### WHAT TO PRODUCE
Return each line below that contains the word "water", copying it unchanged.
━━━ EXTRACTED RECORDS
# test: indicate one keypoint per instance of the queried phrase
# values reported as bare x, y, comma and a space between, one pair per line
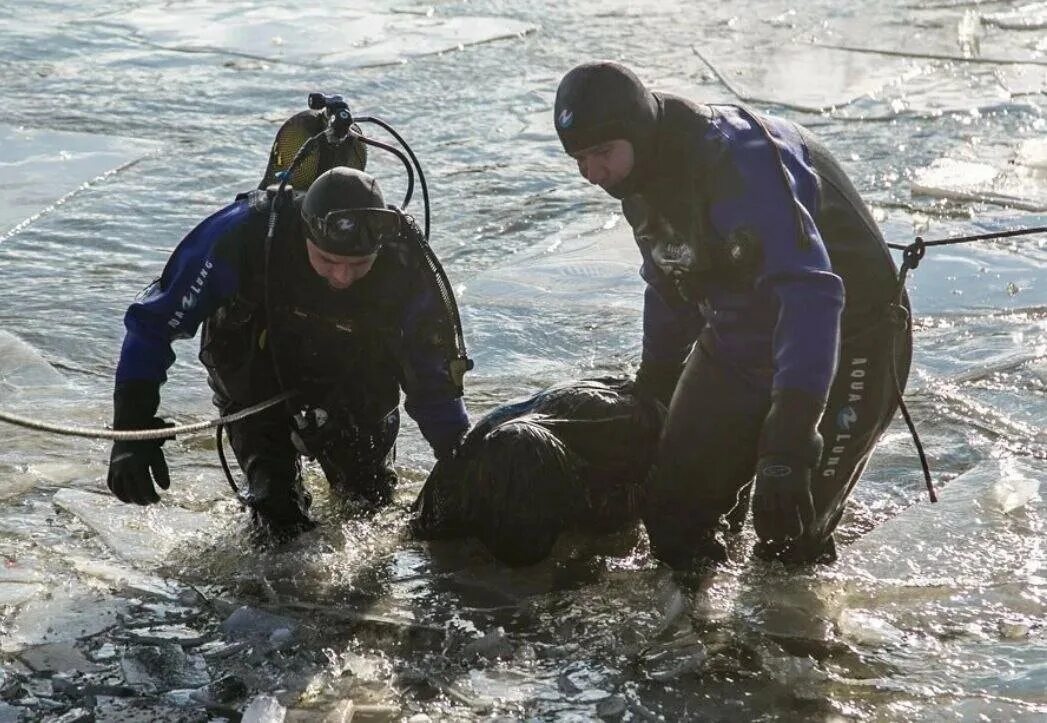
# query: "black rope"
964, 240
911, 256
225, 467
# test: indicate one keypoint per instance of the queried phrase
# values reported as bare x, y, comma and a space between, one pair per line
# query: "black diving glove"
791, 447
136, 468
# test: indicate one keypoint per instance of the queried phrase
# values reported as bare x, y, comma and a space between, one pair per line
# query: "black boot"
279, 506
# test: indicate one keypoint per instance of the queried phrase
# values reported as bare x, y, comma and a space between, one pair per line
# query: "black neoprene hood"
604, 100
344, 212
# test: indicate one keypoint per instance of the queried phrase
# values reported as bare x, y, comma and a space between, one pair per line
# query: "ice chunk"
66, 615
21, 365
1023, 80
808, 76
981, 182
1027, 17
16, 593
1032, 154
43, 167
867, 629
163, 668
965, 537
146, 536
264, 709
289, 34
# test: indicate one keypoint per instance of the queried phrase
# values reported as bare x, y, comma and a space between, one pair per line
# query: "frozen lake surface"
121, 129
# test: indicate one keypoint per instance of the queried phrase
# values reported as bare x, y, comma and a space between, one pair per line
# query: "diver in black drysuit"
574, 456
767, 274
352, 310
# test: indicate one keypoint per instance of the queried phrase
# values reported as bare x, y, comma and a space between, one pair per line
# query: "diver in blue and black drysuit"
766, 273
352, 313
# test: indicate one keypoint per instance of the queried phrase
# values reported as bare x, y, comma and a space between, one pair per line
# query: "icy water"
123, 129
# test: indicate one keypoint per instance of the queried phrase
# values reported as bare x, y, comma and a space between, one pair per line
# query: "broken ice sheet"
1025, 17
145, 536
978, 181
286, 32
808, 76
68, 614
42, 167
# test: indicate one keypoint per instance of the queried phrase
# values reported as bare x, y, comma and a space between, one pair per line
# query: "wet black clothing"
573, 456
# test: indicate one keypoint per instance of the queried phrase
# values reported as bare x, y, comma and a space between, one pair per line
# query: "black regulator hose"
414, 158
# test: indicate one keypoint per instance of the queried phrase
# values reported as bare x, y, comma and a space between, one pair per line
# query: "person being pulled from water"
772, 314
571, 457
351, 312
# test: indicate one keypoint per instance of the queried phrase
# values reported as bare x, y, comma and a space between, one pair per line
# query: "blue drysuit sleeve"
771, 203
433, 400
199, 276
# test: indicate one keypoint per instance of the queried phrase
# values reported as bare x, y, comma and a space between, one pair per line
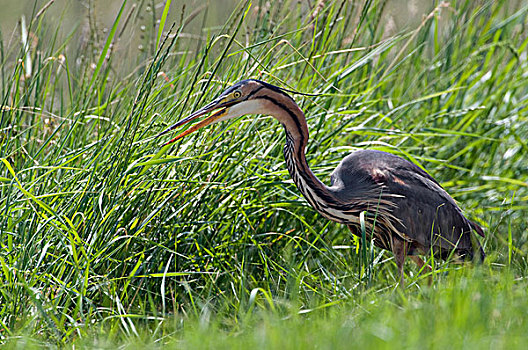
━━━━━━
### FINISHED ANSWER
# query: "icy water"
# query: "person being pulled from water"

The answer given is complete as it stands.